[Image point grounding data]
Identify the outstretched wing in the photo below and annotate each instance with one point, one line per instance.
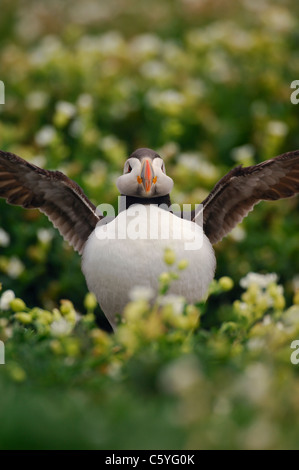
(237, 193)
(53, 193)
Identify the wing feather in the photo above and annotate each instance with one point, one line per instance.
(53, 193)
(235, 195)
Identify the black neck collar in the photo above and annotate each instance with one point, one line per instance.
(130, 200)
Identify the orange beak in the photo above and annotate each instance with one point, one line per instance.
(147, 177)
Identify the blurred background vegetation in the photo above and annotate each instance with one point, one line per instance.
(206, 83)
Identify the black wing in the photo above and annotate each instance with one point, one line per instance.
(53, 193)
(236, 193)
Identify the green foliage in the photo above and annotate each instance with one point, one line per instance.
(206, 84)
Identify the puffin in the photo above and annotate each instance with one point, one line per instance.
(120, 252)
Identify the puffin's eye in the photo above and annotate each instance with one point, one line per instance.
(129, 168)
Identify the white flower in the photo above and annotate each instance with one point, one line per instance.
(141, 293)
(238, 233)
(145, 45)
(45, 136)
(6, 298)
(176, 301)
(66, 108)
(4, 238)
(61, 327)
(262, 280)
(243, 154)
(85, 101)
(277, 128)
(15, 267)
(45, 235)
(37, 100)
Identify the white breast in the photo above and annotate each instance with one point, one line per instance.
(129, 251)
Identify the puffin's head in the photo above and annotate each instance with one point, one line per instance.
(144, 175)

## Work item
Take the line that contains "Identify the white breast" and each line after it down to the last of the records, and retype them exactly; add nothing else.

## Answer for this exercise
Identify the white breast in the photo above and annotate each instance with one point, one line per instance.
(129, 251)
Identify the puffin's head in the photo above and annotate each instance with one point, one line per instance.
(144, 175)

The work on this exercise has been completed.